▶ Problem 1:
Reproduce the text on on-chain machine learning word for word, from "It's running ML" up to and including "of AI outputs.".
▶ Problem 2:
Answer these questions using the text on on-chain machine learning.
(a) How much money did Grass raise?
(b) Since what year has the Delphi tournament model been running?
(c) What status does the table give for on-chain LLM inference?

Passage provided Start Marker

The killer feature is compute-to-data: instead of downloading a dataset, you send your ML model to the data. The model trains on the data without the data ever leaving the provider's server. This is huge for sensitive data like medical records, financial data, or proprietary research.
Ocean also runs "Predictoor," a prediction market where data scientists stake OCEAN tokens on price predictions. It's like Bittensor's approach but focused specifically on financial predictions, and stakers lose tokens when they're wrong.
Other Data Marketplace Projects
- Grass: A decentralized web scraping network where users earn tokens by letting the network route requests through their browser. The scraped data feeds AI training. Raised $3.5M and has millions of active nodes.
- Masa: Focuses on personal data. Users earn MASA tokens for contributing browsing data, social media data, and other personal information for AI training. Privacy-preserving via ZK proofs.
- Vana: Data DAO platform where users collectively own and monetize their data. r/datadao on Reddit was their first experiment.
- Delphi (formerly Numerai): Data scientists compete to build the best financial prediction models using encrypted data. The tournament model has been running since 2017 and paid out millions.
Prediction Markets and ML
Prediction markets are one of the most natural applications of on-chain ML. Markets like Polymarket and Augur let people bet on outcomes. ML models can:
- Provide initial probability estimates for new markets
- Help resolve disputes about market outcomes
- Detect manipulation and wash trading
- Aggregate information from multiple sources to improve market accuracy
Allora Network is specifically built for this, running decentralized ML inference to provide prediction feeds that smart contracts consume. Think of it as a prediction-focused AI oracle.
What's Realistic Today vs. What's Hype
| Application | Status | Notes |
|---|---|---|
| zkML for small models | Working | Classifiers, regression models work now |
| zkML for large models | 2-3 years out | Needs ZK hardware acceleration |
| AI oracles | Early production | Working but limited adoption |
| Data marketplaces | Working, low volume | Ocean has product-market fit for niche use cases |
| On-chain LLM inference | Not feasible | Way too expensive for blockchain execution |
| ML prediction markets | Growing | Allora and Ocean Predictoor are live |
Frequently Asked Questions
What is on-chain machine learning?
It's running ML model inference on blockchain or using cryptographic proofs to verify off-chain ML computations. Includes zkML, AI oracles, and on-chain prediction models. The goal is trustless verification of AI outputs.
What is an AI oracle?
A blockchain oracle that uses ML models to provide predictions or insights to smart contracts. Instead of just relaying data, AI oracles generate new information by running models on inputs and posting verified results on-chain.
What is Ocean Protocol used for?
Ocean Protocol is a decentralized data marketplace. Data providers publish datasets, AI developers buy access, and the compute-to-data feature lets models train on data without the data leaving the provider's server. It's part of the ASI Alliance with Fetch.ai and SingularityNET.

Passage provided End Marker
Information supplied Start Marker

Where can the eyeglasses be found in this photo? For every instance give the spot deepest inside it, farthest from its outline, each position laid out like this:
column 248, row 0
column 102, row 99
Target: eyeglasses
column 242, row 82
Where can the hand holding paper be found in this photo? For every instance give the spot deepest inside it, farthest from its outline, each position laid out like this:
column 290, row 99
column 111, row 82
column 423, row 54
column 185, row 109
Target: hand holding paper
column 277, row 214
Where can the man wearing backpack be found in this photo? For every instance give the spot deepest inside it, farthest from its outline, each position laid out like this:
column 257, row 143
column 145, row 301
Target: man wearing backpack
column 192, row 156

Information supplied End Marker

▶ Answer box 1:
It's running ML model inference on blockchain or using cryptographic proofs to verify off-chain ML computations. Includes zkML, AI oracles, and on-chain prediction models. The goal is trustless verification of AI outputs.

▶ Answer box 2:
(a) $3.5M
(b) 2017
(c) Not feasible